- _Travail demandé_: Poursuivez l'article ci-dessous sur l'« Airbus des batteries ». Reprenez-le juste après son dernier intertitre, « 40% de la valeur d'une voiture délocalisée en Asie ? ».

Le secteur automobile divisé sur la question d'un "Airbus des batteries"

Par Nabil Bourassi  |   |  862  mots
(Crédits : Reuters)
Depuis plus d'un an, la Commission européenne pousse les constructeurs automobiles, mais également les équipementiers à une réflexion autour d'un grand producteur de batteries électriques qui serait européen. Certains acteurs estiment en effet qu'il existe un véritable enjeu de souveraineté technologique à ne pas laisser la maitrise des batteries aux seuls asiatiques. D'autres, au contraire, jugent que le sujet est largement dramatisé...

Le Mondial de l'automobile de Paris est placé cette année sous le signe de la voiture électrique. Il y a deux ans, lors du précédent salon nous titrions déjà sur cette thématique. Entre temps, les projets d'électrification sont enfin sortis des vœux pieux et autres concepts abstraits et les constructeurs sont désormais en mesure de dévoiler des modèles très concrets. Mercedes a montré le premier opus de son label électrique EQ, sous le nom de EQC. Audi arbore son SUV électrique, l'e-tron qu'il avait préfiguré en 2015 au salon de Francfort. DS fait son entrée dans la course avec le DS3 Crossback promis dans une version 100% électrique fin 2019. Renault reprend l'initiative avec K-ZE dont l'ambition est d'inaugurer son offensive sur le marché chinois, premier marché automobile mondial de la voiture électrique.

40% de la valeur d'une voiture délocalisée en Asie ?

- _Entrées fournies_:

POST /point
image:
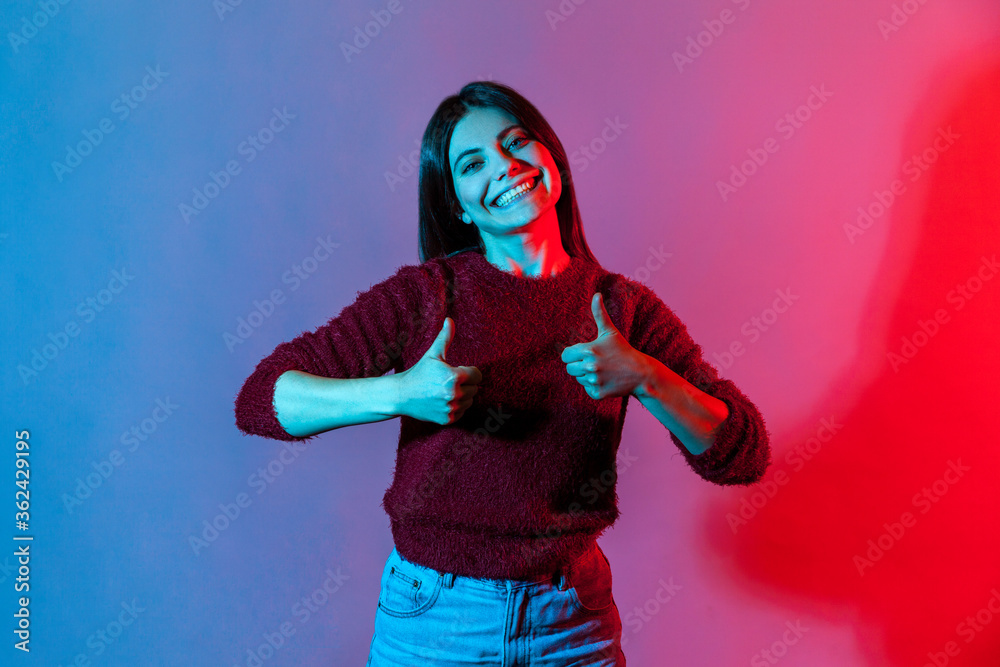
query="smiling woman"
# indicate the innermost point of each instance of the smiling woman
(515, 353)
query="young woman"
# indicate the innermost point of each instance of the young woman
(514, 355)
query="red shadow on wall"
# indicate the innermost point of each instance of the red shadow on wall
(892, 521)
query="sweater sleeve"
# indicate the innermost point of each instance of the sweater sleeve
(741, 452)
(365, 340)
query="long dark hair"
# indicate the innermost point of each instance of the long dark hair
(441, 231)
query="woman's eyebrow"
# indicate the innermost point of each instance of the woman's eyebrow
(500, 136)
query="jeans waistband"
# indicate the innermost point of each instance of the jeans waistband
(557, 576)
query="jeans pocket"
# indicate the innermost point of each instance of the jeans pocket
(590, 582)
(408, 591)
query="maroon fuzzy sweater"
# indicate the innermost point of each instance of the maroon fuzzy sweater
(525, 480)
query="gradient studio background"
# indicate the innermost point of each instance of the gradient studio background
(904, 128)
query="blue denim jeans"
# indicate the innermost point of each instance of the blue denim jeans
(430, 618)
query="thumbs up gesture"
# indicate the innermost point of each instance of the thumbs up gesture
(606, 366)
(433, 391)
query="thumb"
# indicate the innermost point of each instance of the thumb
(601, 317)
(439, 348)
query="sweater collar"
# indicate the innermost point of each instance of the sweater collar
(492, 272)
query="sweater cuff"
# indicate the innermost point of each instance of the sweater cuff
(741, 452)
(255, 411)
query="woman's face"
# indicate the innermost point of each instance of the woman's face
(490, 155)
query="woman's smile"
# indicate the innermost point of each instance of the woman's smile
(518, 193)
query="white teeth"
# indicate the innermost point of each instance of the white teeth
(510, 195)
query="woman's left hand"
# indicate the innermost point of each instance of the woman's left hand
(606, 366)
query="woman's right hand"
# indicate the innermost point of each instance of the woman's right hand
(433, 391)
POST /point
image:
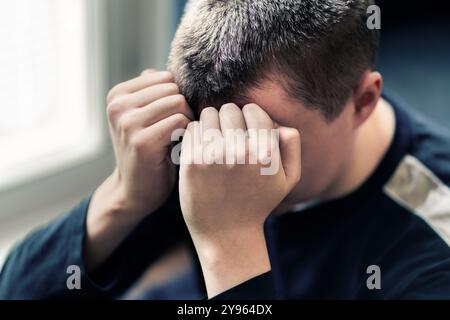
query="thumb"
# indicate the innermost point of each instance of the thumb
(290, 150)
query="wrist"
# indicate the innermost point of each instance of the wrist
(227, 261)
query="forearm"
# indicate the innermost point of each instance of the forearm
(230, 260)
(108, 223)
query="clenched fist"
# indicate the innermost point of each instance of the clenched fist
(143, 113)
(225, 194)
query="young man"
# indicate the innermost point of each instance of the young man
(362, 211)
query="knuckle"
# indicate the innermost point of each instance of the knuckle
(166, 76)
(137, 143)
(172, 88)
(250, 107)
(125, 123)
(228, 106)
(112, 94)
(209, 111)
(113, 110)
(179, 100)
(180, 119)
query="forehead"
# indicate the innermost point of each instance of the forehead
(282, 108)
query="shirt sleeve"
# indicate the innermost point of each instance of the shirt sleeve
(40, 266)
(259, 288)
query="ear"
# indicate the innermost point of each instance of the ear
(366, 96)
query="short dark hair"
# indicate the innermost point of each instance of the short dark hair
(320, 47)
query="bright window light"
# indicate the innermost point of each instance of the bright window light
(45, 114)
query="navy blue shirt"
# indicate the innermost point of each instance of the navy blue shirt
(397, 223)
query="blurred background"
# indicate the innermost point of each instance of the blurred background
(59, 58)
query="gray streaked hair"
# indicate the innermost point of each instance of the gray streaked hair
(316, 49)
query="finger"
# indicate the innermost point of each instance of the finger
(209, 119)
(256, 118)
(164, 132)
(191, 145)
(231, 118)
(148, 71)
(150, 94)
(146, 79)
(161, 109)
(212, 139)
(290, 149)
(259, 126)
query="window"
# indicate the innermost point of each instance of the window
(47, 115)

- _Résultat du travail_:
Et chez PSA, on déroule le plan d'électrification promis par Carlos Tavares il y a un an, malgré ses réserves publiques. A l'époque, le PDG du groupe automobile français avait émis de sérieux doutes sur la soutenabilité sociétale, environnementale et économique de l'électrification. Il n'a toujours pas changé d'avis, mais cette fois, il a insisté sur la dimension de souveraineté industrielle que pose la voiture électrique. Pour rappel, le marché de la batterie électrique est actuellement aux mains d'acteurs quasi-intégralement asiatiques. Ils sont japonais, sud-coréens ou chinois. « Il est urgentissime d'avoir un champion européen des batteries », a martelé Carlos Tavares alors que la question d'un « Airbus des batteries », idée lancée par la Commission européenne, est un projet encore très vague. Selon lui, sans une localisation de la production de batteries, c'est 40% de la valeur d'une voiture qui risque d'être dévolue à l'Asie. « Nous voulons préserver notre tissu de fournisseurs européens », a insisté le patron de PSA qui fait de l'approvisionnement local, un véritable levier de compétitivité de ses usines.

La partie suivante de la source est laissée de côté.